#### MATERIALS PROVIDED ####

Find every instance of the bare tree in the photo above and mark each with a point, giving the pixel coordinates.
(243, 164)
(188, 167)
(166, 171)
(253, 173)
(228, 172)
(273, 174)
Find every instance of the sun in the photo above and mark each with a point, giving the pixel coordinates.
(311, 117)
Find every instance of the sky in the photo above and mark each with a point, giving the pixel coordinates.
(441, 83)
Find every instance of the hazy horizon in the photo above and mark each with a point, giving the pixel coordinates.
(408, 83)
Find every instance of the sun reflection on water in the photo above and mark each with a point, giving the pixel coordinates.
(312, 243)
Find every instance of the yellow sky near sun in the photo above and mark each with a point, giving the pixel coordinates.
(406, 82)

####
#### MATERIALS PROVIDED ####

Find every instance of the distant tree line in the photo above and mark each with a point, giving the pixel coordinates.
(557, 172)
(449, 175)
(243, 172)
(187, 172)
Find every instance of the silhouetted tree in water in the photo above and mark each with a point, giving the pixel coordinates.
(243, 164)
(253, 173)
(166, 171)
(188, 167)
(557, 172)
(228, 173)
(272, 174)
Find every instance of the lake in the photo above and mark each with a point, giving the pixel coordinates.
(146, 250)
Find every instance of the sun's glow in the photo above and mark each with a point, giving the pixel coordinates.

####

▶ DIRECTIONS FOR THIS TASK
Retype exactly the lines above, from the one with "Find every instance of the lake" through the one with "Find every instance of the sun's", inclusive.

▶ RESULT
Find every instance of the lake in the photo above and mark each with a point, giving the pixel coordinates.
(146, 250)
Find every instance of the sun's glow in the photo above and mark each with a point, giving the pixel coordinates.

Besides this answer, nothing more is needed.